**Work instructions:**
Transcribe the listing below, reproducing every line without any change.

Labeled contour entries
____________________

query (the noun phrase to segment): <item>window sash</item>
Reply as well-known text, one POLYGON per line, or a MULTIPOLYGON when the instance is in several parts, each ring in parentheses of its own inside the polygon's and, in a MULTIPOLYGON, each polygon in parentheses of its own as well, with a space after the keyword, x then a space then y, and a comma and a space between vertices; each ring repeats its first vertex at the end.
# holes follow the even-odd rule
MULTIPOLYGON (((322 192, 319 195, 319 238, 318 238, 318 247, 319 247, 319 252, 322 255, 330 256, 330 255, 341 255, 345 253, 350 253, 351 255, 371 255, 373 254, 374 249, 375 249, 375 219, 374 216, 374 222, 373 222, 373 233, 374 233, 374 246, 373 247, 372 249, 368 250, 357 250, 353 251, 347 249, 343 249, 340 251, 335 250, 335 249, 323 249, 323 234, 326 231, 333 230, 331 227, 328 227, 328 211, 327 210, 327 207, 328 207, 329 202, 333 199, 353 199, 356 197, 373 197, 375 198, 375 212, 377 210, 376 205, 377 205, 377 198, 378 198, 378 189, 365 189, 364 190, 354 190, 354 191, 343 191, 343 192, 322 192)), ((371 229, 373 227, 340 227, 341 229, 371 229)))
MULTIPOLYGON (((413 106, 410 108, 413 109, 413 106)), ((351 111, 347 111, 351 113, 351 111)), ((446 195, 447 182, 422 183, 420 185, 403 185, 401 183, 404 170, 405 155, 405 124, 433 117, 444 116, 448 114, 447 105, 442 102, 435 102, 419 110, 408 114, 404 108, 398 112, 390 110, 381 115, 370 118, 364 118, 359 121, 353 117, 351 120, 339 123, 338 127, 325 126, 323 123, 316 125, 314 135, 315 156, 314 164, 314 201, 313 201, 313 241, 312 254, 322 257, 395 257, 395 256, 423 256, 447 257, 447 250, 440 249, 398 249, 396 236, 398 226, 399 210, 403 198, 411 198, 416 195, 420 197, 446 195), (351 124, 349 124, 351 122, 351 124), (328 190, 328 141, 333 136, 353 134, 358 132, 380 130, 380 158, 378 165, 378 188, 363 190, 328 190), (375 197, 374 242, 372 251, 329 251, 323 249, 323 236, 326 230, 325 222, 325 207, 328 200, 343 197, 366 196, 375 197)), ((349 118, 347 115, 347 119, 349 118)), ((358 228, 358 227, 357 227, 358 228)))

____________________

**Output of the task:**
query (the noun phrase to segment): <item>window sash</item>
Reply as well-known text, one POLYGON per line, or a MULTIPOLYGON when the instance is in several parts, each ring in parentheses of its own inside the polygon's and, in a MULTIPOLYGON, each polygon in parentheses of its own as well, with a space after the keyword, x then a space then y, and a comma and a space between vertices; each ring repeats its first vertex at the end.
# holes follow the even-odd rule
MULTIPOLYGON (((322 192, 319 195, 319 238, 318 238, 318 247, 319 247, 319 252, 322 255, 330 256, 330 255, 341 255, 345 253, 350 253, 351 255, 371 255, 373 254, 374 249, 375 249, 375 219, 374 216, 374 222, 373 222, 373 233, 374 233, 374 246, 373 247, 372 249, 368 250, 357 250, 353 251, 347 249, 343 249, 340 251, 335 250, 335 249, 323 249, 323 234, 326 231, 333 230, 331 227, 328 227, 328 211, 327 210, 327 207, 328 207, 329 202, 333 199, 353 199, 356 197, 373 197, 375 198, 375 212, 377 210, 376 205, 377 205, 377 198, 378 198, 378 189, 365 189, 364 190, 354 190, 354 191, 343 191, 343 192, 322 192)), ((371 229, 373 227, 340 227, 341 229, 371 229)))
MULTIPOLYGON (((413 106, 410 108, 413 109, 413 106)), ((351 111, 347 111, 351 113, 351 111)), ((446 195, 447 182, 422 183, 420 185, 403 185, 401 183, 404 170, 405 155, 405 124, 433 117, 444 116, 448 114, 447 105, 442 102, 435 102, 419 110, 408 114, 404 108, 398 112, 390 110, 381 115, 370 118, 364 118, 359 121, 353 117, 351 120, 339 123, 338 127, 325 126, 323 123, 316 125, 314 135, 315 156, 314 164, 314 201, 313 201, 313 241, 312 254, 322 257, 395 257, 395 256, 423 256, 447 257, 447 250, 440 249, 398 249, 396 236, 398 226, 399 210, 403 198, 411 198, 416 195, 420 197, 446 195), (351 124, 349 124, 351 122, 351 124), (328 190, 328 141, 333 136, 353 134, 358 132, 380 130, 380 158, 378 165, 378 188, 363 190, 328 190), (375 197, 374 242, 372 251, 329 251, 323 249, 323 236, 326 230, 325 222, 325 207, 328 200, 343 197, 366 196, 375 197)), ((349 118, 347 115, 347 119, 349 118)), ((358 228, 358 227, 357 227, 358 228)))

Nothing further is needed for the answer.